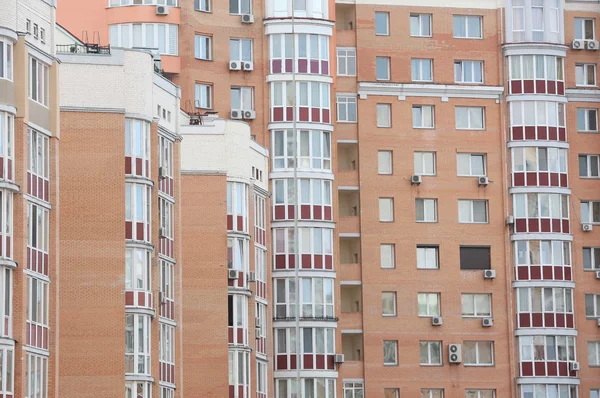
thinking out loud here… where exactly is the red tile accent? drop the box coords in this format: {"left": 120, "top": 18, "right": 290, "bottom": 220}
{"left": 525, "top": 126, "right": 536, "bottom": 140}
{"left": 288, "top": 254, "right": 295, "bottom": 269}
{"left": 314, "top": 254, "right": 323, "bottom": 269}
{"left": 273, "top": 107, "right": 283, "bottom": 122}
{"left": 228, "top": 328, "right": 233, "bottom": 344}
{"left": 510, "top": 80, "right": 522, "bottom": 94}
{"left": 310, "top": 60, "right": 319, "bottom": 74}
{"left": 302, "top": 254, "right": 311, "bottom": 269}
{"left": 534, "top": 361, "right": 546, "bottom": 376}
{"left": 325, "top": 255, "right": 333, "bottom": 269}
{"left": 301, "top": 205, "right": 310, "bottom": 220}
{"left": 564, "top": 267, "right": 572, "bottom": 281}
{"left": 286, "top": 107, "right": 294, "bottom": 121}
{"left": 544, "top": 313, "right": 554, "bottom": 327}
{"left": 136, "top": 222, "right": 144, "bottom": 240}
{"left": 537, "top": 126, "right": 547, "bottom": 140}
{"left": 554, "top": 266, "right": 563, "bottom": 280}
{"left": 542, "top": 265, "right": 553, "bottom": 279}
{"left": 314, "top": 205, "right": 322, "bottom": 220}
{"left": 135, "top": 158, "right": 143, "bottom": 176}
{"left": 556, "top": 313, "right": 565, "bottom": 328}
{"left": 519, "top": 313, "right": 530, "bottom": 327}
{"left": 303, "top": 354, "right": 313, "bottom": 369}
{"left": 125, "top": 291, "right": 134, "bottom": 306}
{"left": 526, "top": 172, "right": 537, "bottom": 186}
{"left": 316, "top": 354, "right": 325, "bottom": 369}
{"left": 275, "top": 255, "right": 286, "bottom": 269}
{"left": 274, "top": 206, "right": 285, "bottom": 220}
{"left": 538, "top": 172, "right": 549, "bottom": 186}
{"left": 299, "top": 107, "right": 309, "bottom": 122}
{"left": 237, "top": 216, "right": 244, "bottom": 231}
{"left": 549, "top": 173, "right": 559, "bottom": 186}
{"left": 513, "top": 172, "right": 525, "bottom": 186}
{"left": 285, "top": 59, "right": 293, "bottom": 72}
{"left": 512, "top": 126, "right": 524, "bottom": 140}
{"left": 517, "top": 266, "right": 528, "bottom": 280}
{"left": 515, "top": 218, "right": 527, "bottom": 232}
{"left": 528, "top": 218, "right": 539, "bottom": 232}
{"left": 558, "top": 361, "right": 568, "bottom": 376}
{"left": 125, "top": 157, "right": 132, "bottom": 174}
{"left": 540, "top": 218, "right": 551, "bottom": 233}
{"left": 560, "top": 174, "right": 567, "bottom": 187}
{"left": 272, "top": 60, "right": 282, "bottom": 73}
{"left": 535, "top": 80, "right": 546, "bottom": 94}
{"left": 562, "top": 219, "right": 569, "bottom": 233}
{"left": 532, "top": 313, "right": 543, "bottom": 327}
{"left": 558, "top": 127, "right": 566, "bottom": 141}
{"left": 551, "top": 219, "right": 561, "bottom": 233}
{"left": 298, "top": 59, "right": 308, "bottom": 73}
{"left": 557, "top": 81, "right": 564, "bottom": 95}
{"left": 530, "top": 266, "right": 541, "bottom": 280}
{"left": 323, "top": 109, "right": 330, "bottom": 123}
{"left": 566, "top": 313, "right": 574, "bottom": 328}
{"left": 521, "top": 362, "right": 533, "bottom": 376}
{"left": 321, "top": 61, "right": 328, "bottom": 75}
{"left": 547, "top": 361, "right": 557, "bottom": 376}
{"left": 548, "top": 127, "right": 558, "bottom": 140}
{"left": 311, "top": 108, "right": 320, "bottom": 122}
{"left": 523, "top": 80, "right": 534, "bottom": 93}
{"left": 324, "top": 206, "right": 332, "bottom": 220}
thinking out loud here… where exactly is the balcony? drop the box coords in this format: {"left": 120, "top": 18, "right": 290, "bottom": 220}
{"left": 342, "top": 333, "right": 363, "bottom": 362}
{"left": 335, "top": 4, "right": 355, "bottom": 31}
{"left": 339, "top": 190, "right": 360, "bottom": 234}
{"left": 340, "top": 237, "right": 360, "bottom": 264}
{"left": 338, "top": 143, "right": 358, "bottom": 187}
{"left": 341, "top": 285, "right": 361, "bottom": 313}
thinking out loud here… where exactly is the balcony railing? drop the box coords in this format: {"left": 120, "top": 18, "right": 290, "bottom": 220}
{"left": 56, "top": 43, "right": 110, "bottom": 55}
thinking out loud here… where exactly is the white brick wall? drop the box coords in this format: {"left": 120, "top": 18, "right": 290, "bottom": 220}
{"left": 0, "top": 0, "right": 18, "bottom": 33}
{"left": 123, "top": 50, "right": 154, "bottom": 117}
{"left": 19, "top": 0, "right": 55, "bottom": 55}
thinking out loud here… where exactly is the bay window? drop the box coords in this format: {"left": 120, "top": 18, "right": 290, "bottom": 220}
{"left": 125, "top": 119, "right": 151, "bottom": 178}
{"left": 125, "top": 248, "right": 151, "bottom": 291}
{"left": 0, "top": 347, "right": 13, "bottom": 396}
{"left": 26, "top": 353, "right": 47, "bottom": 398}
{"left": 228, "top": 350, "right": 250, "bottom": 397}
{"left": 512, "top": 147, "right": 568, "bottom": 174}
{"left": 270, "top": 33, "right": 329, "bottom": 74}
{"left": 513, "top": 193, "right": 569, "bottom": 219}
{"left": 519, "top": 385, "right": 578, "bottom": 398}
{"left": 276, "top": 378, "right": 335, "bottom": 398}
{"left": 274, "top": 227, "right": 333, "bottom": 270}
{"left": 514, "top": 240, "right": 571, "bottom": 280}
{"left": 0, "top": 40, "right": 13, "bottom": 80}
{"left": 126, "top": 382, "right": 152, "bottom": 398}
{"left": 109, "top": 23, "right": 178, "bottom": 55}
{"left": 509, "top": 0, "right": 562, "bottom": 43}
{"left": 0, "top": 191, "right": 12, "bottom": 260}
{"left": 160, "top": 322, "right": 175, "bottom": 366}
{"left": 27, "top": 203, "right": 49, "bottom": 275}
{"left": 271, "top": 81, "right": 330, "bottom": 123}
{"left": 0, "top": 268, "right": 11, "bottom": 337}
{"left": 519, "top": 335, "right": 576, "bottom": 366}
{"left": 271, "top": 0, "right": 327, "bottom": 19}
{"left": 125, "top": 183, "right": 152, "bottom": 242}
{"left": 517, "top": 287, "right": 574, "bottom": 328}
{"left": 272, "top": 129, "right": 331, "bottom": 171}
{"left": 28, "top": 129, "right": 49, "bottom": 200}
{"left": 227, "top": 182, "right": 248, "bottom": 232}
{"left": 228, "top": 294, "right": 248, "bottom": 345}
{"left": 275, "top": 277, "right": 334, "bottom": 319}
{"left": 509, "top": 55, "right": 565, "bottom": 95}
{"left": 110, "top": 0, "right": 177, "bottom": 5}
{"left": 159, "top": 135, "right": 174, "bottom": 188}
{"left": 273, "top": 179, "right": 332, "bottom": 209}
{"left": 0, "top": 112, "right": 14, "bottom": 182}
{"left": 125, "top": 314, "right": 151, "bottom": 375}
{"left": 27, "top": 277, "right": 48, "bottom": 328}
{"left": 257, "top": 360, "right": 267, "bottom": 396}
{"left": 160, "top": 259, "right": 175, "bottom": 319}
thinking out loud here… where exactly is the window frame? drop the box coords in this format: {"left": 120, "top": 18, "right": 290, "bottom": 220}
{"left": 383, "top": 340, "right": 398, "bottom": 366}
{"left": 125, "top": 313, "right": 151, "bottom": 375}
{"left": 581, "top": 200, "right": 600, "bottom": 224}
{"left": 455, "top": 106, "right": 485, "bottom": 130}
{"left": 458, "top": 199, "right": 489, "bottom": 224}
{"left": 194, "top": 0, "right": 211, "bottom": 12}
{"left": 575, "top": 63, "right": 596, "bottom": 87}
{"left": 375, "top": 11, "right": 390, "bottom": 35}
{"left": 417, "top": 246, "right": 439, "bottom": 270}
{"left": 577, "top": 108, "right": 598, "bottom": 133}
{"left": 379, "top": 197, "right": 394, "bottom": 222}
{"left": 125, "top": 247, "right": 152, "bottom": 291}
{"left": 336, "top": 95, "right": 357, "bottom": 123}
{"left": 453, "top": 15, "right": 483, "bottom": 39}
{"left": 460, "top": 246, "right": 491, "bottom": 270}
{"left": 382, "top": 291, "right": 397, "bottom": 317}
{"left": 195, "top": 82, "right": 213, "bottom": 109}
{"left": 579, "top": 154, "right": 600, "bottom": 178}
{"left": 230, "top": 38, "right": 253, "bottom": 62}
{"left": 380, "top": 244, "right": 395, "bottom": 269}
{"left": 418, "top": 292, "right": 441, "bottom": 317}
{"left": 336, "top": 47, "right": 356, "bottom": 76}
{"left": 583, "top": 246, "right": 600, "bottom": 271}
{"left": 461, "top": 293, "right": 492, "bottom": 318}
{"left": 454, "top": 60, "right": 484, "bottom": 84}
{"left": 343, "top": 382, "right": 364, "bottom": 398}
{"left": 376, "top": 56, "right": 391, "bottom": 81}
{"left": 457, "top": 153, "right": 486, "bottom": 177}
{"left": 419, "top": 340, "right": 443, "bottom": 366}
{"left": 416, "top": 198, "right": 438, "bottom": 223}
{"left": 230, "top": 86, "right": 255, "bottom": 111}
{"left": 0, "top": 41, "right": 13, "bottom": 81}
{"left": 411, "top": 58, "right": 433, "bottom": 82}
{"left": 377, "top": 103, "right": 391, "bottom": 128}
{"left": 410, "top": 13, "right": 432, "bottom": 37}
{"left": 414, "top": 151, "right": 436, "bottom": 176}
{"left": 422, "top": 389, "right": 444, "bottom": 398}
{"left": 574, "top": 17, "right": 595, "bottom": 40}
{"left": 29, "top": 57, "right": 49, "bottom": 106}
{"left": 26, "top": 353, "right": 47, "bottom": 398}
{"left": 412, "top": 105, "right": 435, "bottom": 129}
{"left": 466, "top": 390, "right": 496, "bottom": 398}
{"left": 159, "top": 322, "right": 175, "bottom": 366}
{"left": 109, "top": 23, "right": 178, "bottom": 55}
{"left": 194, "top": 34, "right": 212, "bottom": 60}
{"left": 589, "top": 341, "right": 600, "bottom": 367}
{"left": 463, "top": 341, "right": 494, "bottom": 366}
{"left": 229, "top": 0, "right": 252, "bottom": 15}
{"left": 271, "top": 129, "right": 331, "bottom": 172}
{"left": 585, "top": 293, "right": 600, "bottom": 318}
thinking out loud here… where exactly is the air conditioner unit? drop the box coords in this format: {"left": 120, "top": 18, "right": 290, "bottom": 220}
{"left": 159, "top": 227, "right": 166, "bottom": 238}
{"left": 583, "top": 223, "right": 593, "bottom": 232}
{"left": 231, "top": 110, "right": 243, "bottom": 120}
{"left": 569, "top": 362, "right": 580, "bottom": 371}
{"left": 247, "top": 271, "right": 256, "bottom": 282}
{"left": 229, "top": 61, "right": 241, "bottom": 71}
{"left": 572, "top": 40, "right": 585, "bottom": 49}
{"left": 448, "top": 344, "right": 462, "bottom": 364}
{"left": 255, "top": 326, "right": 261, "bottom": 337}
{"left": 482, "top": 318, "right": 493, "bottom": 327}
{"left": 506, "top": 215, "right": 514, "bottom": 225}
{"left": 228, "top": 269, "right": 239, "bottom": 280}
{"left": 156, "top": 5, "right": 169, "bottom": 15}
{"left": 243, "top": 110, "right": 256, "bottom": 120}
{"left": 484, "top": 270, "right": 496, "bottom": 279}
{"left": 597, "top": 318, "right": 600, "bottom": 327}
{"left": 243, "top": 62, "right": 254, "bottom": 71}
{"left": 596, "top": 271, "right": 600, "bottom": 279}
{"left": 478, "top": 176, "right": 489, "bottom": 186}
{"left": 334, "top": 354, "right": 345, "bottom": 364}
{"left": 159, "top": 292, "right": 167, "bottom": 305}
{"left": 431, "top": 316, "right": 443, "bottom": 326}
{"left": 158, "top": 166, "right": 167, "bottom": 179}
{"left": 411, "top": 175, "right": 422, "bottom": 185}
{"left": 586, "top": 40, "right": 599, "bottom": 50}
{"left": 241, "top": 14, "right": 254, "bottom": 24}
{"left": 255, "top": 317, "right": 260, "bottom": 325}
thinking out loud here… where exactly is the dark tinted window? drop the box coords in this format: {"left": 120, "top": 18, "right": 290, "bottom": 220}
{"left": 460, "top": 246, "right": 491, "bottom": 270}
{"left": 228, "top": 295, "right": 233, "bottom": 326}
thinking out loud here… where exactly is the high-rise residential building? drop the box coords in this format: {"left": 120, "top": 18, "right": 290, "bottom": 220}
{"left": 0, "top": 0, "right": 597, "bottom": 397}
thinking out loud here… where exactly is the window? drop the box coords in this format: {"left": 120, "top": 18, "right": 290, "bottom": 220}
{"left": 377, "top": 104, "right": 391, "bottom": 127}
{"left": 418, "top": 293, "right": 440, "bottom": 317}
{"left": 337, "top": 95, "right": 357, "bottom": 122}
{"left": 0, "top": 347, "right": 13, "bottom": 396}
{"left": 380, "top": 244, "right": 395, "bottom": 269}
{"left": 375, "top": 12, "right": 390, "bottom": 35}
{"left": 125, "top": 183, "right": 152, "bottom": 241}
{"left": 420, "top": 341, "right": 442, "bottom": 365}
{"left": 456, "top": 107, "right": 484, "bottom": 130}
{"left": 416, "top": 198, "right": 437, "bottom": 222}
{"left": 111, "top": 0, "right": 177, "bottom": 5}
{"left": 593, "top": 390, "right": 600, "bottom": 398}
{"left": 417, "top": 246, "right": 439, "bottom": 270}
{"left": 125, "top": 119, "right": 150, "bottom": 177}
{"left": 514, "top": 240, "right": 572, "bottom": 272}
{"left": 230, "top": 38, "right": 252, "bottom": 62}
{"left": 464, "top": 341, "right": 494, "bottom": 366}
{"left": 159, "top": 135, "right": 174, "bottom": 183}
{"left": 383, "top": 340, "right": 398, "bottom": 365}
{"left": 160, "top": 323, "right": 175, "bottom": 366}
{"left": 520, "top": 385, "right": 578, "bottom": 398}
{"left": 466, "top": 390, "right": 495, "bottom": 398}
{"left": 585, "top": 294, "right": 600, "bottom": 317}
{"left": 228, "top": 295, "right": 248, "bottom": 345}
{"left": 274, "top": 277, "right": 334, "bottom": 318}
{"left": 256, "top": 302, "right": 266, "bottom": 339}
{"left": 458, "top": 200, "right": 488, "bottom": 223}
{"left": 161, "top": 387, "right": 175, "bottom": 398}
{"left": 385, "top": 389, "right": 399, "bottom": 398}
{"left": 518, "top": 335, "right": 576, "bottom": 363}
{"left": 26, "top": 353, "right": 47, "bottom": 398}
{"left": 195, "top": 83, "right": 212, "bottom": 109}
{"left": 577, "top": 108, "right": 598, "bottom": 132}
{"left": 27, "top": 203, "right": 49, "bottom": 255}
{"left": 40, "top": 28, "right": 45, "bottom": 43}
{"left": 28, "top": 277, "right": 48, "bottom": 327}
{"left": 422, "top": 390, "right": 444, "bottom": 398}
{"left": 379, "top": 198, "right": 394, "bottom": 222}
{"left": 412, "top": 59, "right": 433, "bottom": 82}
{"left": 514, "top": 193, "right": 569, "bottom": 220}
{"left": 125, "top": 248, "right": 151, "bottom": 290}
{"left": 343, "top": 382, "right": 364, "bottom": 398}
{"left": 194, "top": 34, "right": 212, "bottom": 60}
{"left": 581, "top": 201, "right": 600, "bottom": 224}
{"left": 28, "top": 129, "right": 49, "bottom": 181}
{"left": 460, "top": 246, "right": 491, "bottom": 270}
{"left": 231, "top": 87, "right": 254, "bottom": 110}
{"left": 33, "top": 24, "right": 38, "bottom": 39}
{"left": 376, "top": 57, "right": 390, "bottom": 80}
{"left": 583, "top": 247, "right": 600, "bottom": 270}
{"left": 462, "top": 294, "right": 491, "bottom": 317}
{"left": 228, "top": 350, "right": 250, "bottom": 395}
{"left": 517, "top": 287, "right": 573, "bottom": 321}
{"left": 588, "top": 341, "right": 600, "bottom": 366}
{"left": 160, "top": 259, "right": 175, "bottom": 305}
{"left": 574, "top": 18, "right": 595, "bottom": 40}
{"left": 382, "top": 292, "right": 397, "bottom": 316}
{"left": 414, "top": 152, "right": 436, "bottom": 176}
{"left": 125, "top": 314, "right": 151, "bottom": 374}
{"left": 508, "top": 55, "right": 564, "bottom": 82}
{"left": 579, "top": 154, "right": 600, "bottom": 178}
{"left": 454, "top": 61, "right": 483, "bottom": 83}
{"left": 109, "top": 23, "right": 178, "bottom": 55}
{"left": 271, "top": 129, "right": 331, "bottom": 171}
{"left": 29, "top": 58, "right": 48, "bottom": 106}
{"left": 194, "top": 0, "right": 210, "bottom": 11}
{"left": 337, "top": 48, "right": 356, "bottom": 76}
{"left": 228, "top": 237, "right": 248, "bottom": 272}
{"left": 378, "top": 150, "right": 393, "bottom": 175}
{"left": 453, "top": 15, "right": 482, "bottom": 38}
{"left": 0, "top": 40, "right": 13, "bottom": 80}
{"left": 410, "top": 14, "right": 432, "bottom": 37}
{"left": 457, "top": 153, "right": 486, "bottom": 176}
{"left": 512, "top": 147, "right": 568, "bottom": 174}
{"left": 257, "top": 360, "right": 267, "bottom": 395}
{"left": 412, "top": 105, "right": 434, "bottom": 128}
{"left": 230, "top": 0, "right": 251, "bottom": 14}
{"left": 576, "top": 64, "right": 596, "bottom": 87}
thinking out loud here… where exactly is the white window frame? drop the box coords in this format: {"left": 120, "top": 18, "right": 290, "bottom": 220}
{"left": 418, "top": 293, "right": 440, "bottom": 317}
{"left": 27, "top": 203, "right": 49, "bottom": 254}
{"left": 343, "top": 382, "right": 364, "bottom": 398}
{"left": 160, "top": 259, "right": 175, "bottom": 305}
{"left": 336, "top": 47, "right": 356, "bottom": 76}
{"left": 230, "top": 38, "right": 253, "bottom": 62}
{"left": 195, "top": 83, "right": 212, "bottom": 109}
{"left": 159, "top": 197, "right": 174, "bottom": 240}
{"left": 512, "top": 147, "right": 568, "bottom": 174}
{"left": 160, "top": 386, "right": 175, "bottom": 398}
{"left": 194, "top": 0, "right": 210, "bottom": 12}
{"left": 159, "top": 322, "right": 175, "bottom": 366}
{"left": 412, "top": 105, "right": 435, "bottom": 128}
{"left": 466, "top": 390, "right": 495, "bottom": 398}
{"left": 383, "top": 340, "right": 398, "bottom": 365}
{"left": 125, "top": 119, "right": 151, "bottom": 176}
{"left": 194, "top": 34, "right": 212, "bottom": 60}
{"left": 337, "top": 95, "right": 357, "bottom": 122}
{"left": 461, "top": 294, "right": 492, "bottom": 317}
{"left": 29, "top": 58, "right": 48, "bottom": 106}
{"left": 376, "top": 56, "right": 390, "bottom": 81}
{"left": 419, "top": 341, "right": 442, "bottom": 366}
{"left": 125, "top": 313, "right": 151, "bottom": 375}
{"left": 377, "top": 104, "right": 391, "bottom": 128}
{"left": 127, "top": 382, "right": 151, "bottom": 398}
{"left": 0, "top": 41, "right": 13, "bottom": 81}
{"left": 0, "top": 346, "right": 13, "bottom": 396}
{"left": 589, "top": 341, "right": 600, "bottom": 367}
{"left": 125, "top": 183, "right": 152, "bottom": 241}
{"left": 229, "top": 0, "right": 252, "bottom": 15}
{"left": 410, "top": 14, "right": 432, "bottom": 37}
{"left": 417, "top": 246, "right": 439, "bottom": 270}
{"left": 257, "top": 360, "right": 268, "bottom": 395}
{"left": 411, "top": 58, "right": 433, "bottom": 82}
{"left": 464, "top": 341, "right": 494, "bottom": 366}
{"left": 422, "top": 389, "right": 444, "bottom": 398}
{"left": 457, "top": 153, "right": 486, "bottom": 177}
{"left": 274, "top": 277, "right": 335, "bottom": 319}
{"left": 583, "top": 247, "right": 600, "bottom": 271}
{"left": 453, "top": 15, "right": 483, "bottom": 39}
{"left": 518, "top": 335, "right": 577, "bottom": 362}
{"left": 380, "top": 244, "right": 395, "bottom": 269}
{"left": 458, "top": 200, "right": 489, "bottom": 224}
{"left": 585, "top": 293, "right": 600, "bottom": 318}
{"left": 577, "top": 108, "right": 598, "bottom": 132}
{"left": 0, "top": 113, "right": 14, "bottom": 182}
{"left": 109, "top": 23, "right": 178, "bottom": 55}
{"left": 378, "top": 150, "right": 393, "bottom": 175}
{"left": 456, "top": 107, "right": 485, "bottom": 130}
{"left": 271, "top": 129, "right": 331, "bottom": 171}
{"left": 382, "top": 291, "right": 397, "bottom": 316}
{"left": 379, "top": 197, "right": 394, "bottom": 222}
{"left": 416, "top": 198, "right": 437, "bottom": 222}
{"left": 579, "top": 154, "right": 600, "bottom": 178}
{"left": 110, "top": 0, "right": 178, "bottom": 6}
{"left": 125, "top": 248, "right": 151, "bottom": 291}
{"left": 576, "top": 63, "right": 596, "bottom": 87}
{"left": 27, "top": 276, "right": 49, "bottom": 328}
{"left": 375, "top": 12, "right": 390, "bottom": 35}
{"left": 581, "top": 201, "right": 600, "bottom": 224}
{"left": 26, "top": 353, "right": 47, "bottom": 398}
{"left": 231, "top": 86, "right": 254, "bottom": 111}
{"left": 513, "top": 193, "right": 569, "bottom": 220}
{"left": 454, "top": 60, "right": 484, "bottom": 84}
{"left": 414, "top": 151, "right": 436, "bottom": 176}
{"left": 159, "top": 135, "right": 174, "bottom": 182}
{"left": 574, "top": 18, "right": 595, "bottom": 40}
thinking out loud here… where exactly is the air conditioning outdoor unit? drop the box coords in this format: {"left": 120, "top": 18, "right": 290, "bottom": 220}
{"left": 506, "top": 215, "right": 514, "bottom": 225}
{"left": 478, "top": 176, "right": 489, "bottom": 186}
{"left": 241, "top": 14, "right": 254, "bottom": 24}
{"left": 158, "top": 166, "right": 167, "bottom": 179}
{"left": 572, "top": 40, "right": 585, "bottom": 49}
{"left": 228, "top": 269, "right": 239, "bottom": 280}
{"left": 247, "top": 271, "right": 256, "bottom": 282}
{"left": 482, "top": 318, "right": 493, "bottom": 327}
{"left": 484, "top": 270, "right": 496, "bottom": 279}
{"left": 586, "top": 40, "right": 599, "bottom": 50}
{"left": 431, "top": 316, "right": 443, "bottom": 326}
{"left": 583, "top": 223, "right": 593, "bottom": 232}
{"left": 255, "top": 326, "right": 261, "bottom": 337}
{"left": 334, "top": 354, "right": 345, "bottom": 364}
{"left": 569, "top": 362, "right": 580, "bottom": 371}
{"left": 156, "top": 5, "right": 168, "bottom": 15}
{"left": 159, "top": 292, "right": 167, "bottom": 304}
{"left": 243, "top": 62, "right": 254, "bottom": 71}
{"left": 231, "top": 110, "right": 243, "bottom": 120}
{"left": 596, "top": 271, "right": 600, "bottom": 279}
{"left": 229, "top": 61, "right": 242, "bottom": 71}
{"left": 159, "top": 227, "right": 166, "bottom": 238}
{"left": 448, "top": 344, "right": 462, "bottom": 364}
{"left": 411, "top": 175, "right": 422, "bottom": 185}
{"left": 243, "top": 110, "right": 256, "bottom": 120}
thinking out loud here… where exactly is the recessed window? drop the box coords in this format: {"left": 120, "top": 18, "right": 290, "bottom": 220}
{"left": 195, "top": 34, "right": 212, "bottom": 60}
{"left": 585, "top": 293, "right": 600, "bottom": 317}
{"left": 589, "top": 341, "right": 600, "bottom": 366}
{"left": 380, "top": 244, "right": 395, "bottom": 269}
{"left": 0, "top": 41, "right": 13, "bottom": 81}
{"left": 412, "top": 105, "right": 434, "bottom": 128}
{"left": 453, "top": 15, "right": 482, "bottom": 39}
{"left": 460, "top": 246, "right": 491, "bottom": 270}
{"left": 230, "top": 38, "right": 252, "bottom": 62}
{"left": 377, "top": 104, "right": 391, "bottom": 127}
{"left": 416, "top": 198, "right": 437, "bottom": 222}
{"left": 411, "top": 59, "right": 433, "bottom": 82}
{"left": 454, "top": 60, "right": 483, "bottom": 84}
{"left": 461, "top": 294, "right": 491, "bottom": 317}
{"left": 337, "top": 47, "right": 356, "bottom": 76}
{"left": 410, "top": 14, "right": 432, "bottom": 37}
{"left": 458, "top": 200, "right": 488, "bottom": 223}
{"left": 583, "top": 247, "right": 600, "bottom": 270}
{"left": 385, "top": 389, "right": 399, "bottom": 398}
{"left": 579, "top": 154, "right": 600, "bottom": 178}
{"left": 29, "top": 58, "right": 48, "bottom": 106}
{"left": 382, "top": 292, "right": 397, "bottom": 316}
{"left": 417, "top": 246, "right": 439, "bottom": 270}
{"left": 376, "top": 56, "right": 390, "bottom": 80}
{"left": 418, "top": 293, "right": 440, "bottom": 317}
{"left": 576, "top": 64, "right": 596, "bottom": 87}
{"left": 229, "top": 0, "right": 251, "bottom": 15}
{"left": 574, "top": 18, "right": 595, "bottom": 40}
{"left": 194, "top": 0, "right": 211, "bottom": 12}
{"left": 379, "top": 198, "right": 394, "bottom": 222}
{"left": 383, "top": 340, "right": 398, "bottom": 365}
{"left": 337, "top": 95, "right": 357, "bottom": 122}
{"left": 592, "top": 389, "right": 600, "bottom": 398}
{"left": 422, "top": 389, "right": 444, "bottom": 398}
{"left": 463, "top": 341, "right": 494, "bottom": 366}
{"left": 414, "top": 152, "right": 436, "bottom": 176}
{"left": 230, "top": 87, "right": 254, "bottom": 111}
{"left": 375, "top": 12, "right": 390, "bottom": 35}
{"left": 26, "top": 353, "right": 48, "bottom": 398}
{"left": 581, "top": 201, "right": 600, "bottom": 224}
{"left": 457, "top": 153, "right": 486, "bottom": 177}
{"left": 195, "top": 83, "right": 212, "bottom": 109}
{"left": 419, "top": 341, "right": 442, "bottom": 365}
{"left": 343, "top": 383, "right": 364, "bottom": 398}
{"left": 577, "top": 108, "right": 598, "bottom": 132}
{"left": 466, "top": 390, "right": 495, "bottom": 398}
{"left": 456, "top": 107, "right": 485, "bottom": 130}
{"left": 378, "top": 150, "right": 393, "bottom": 175}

——

• Work required:
Work out how many lines in this material contain the string "balcony", and give that number alone.

• Exercise result:
2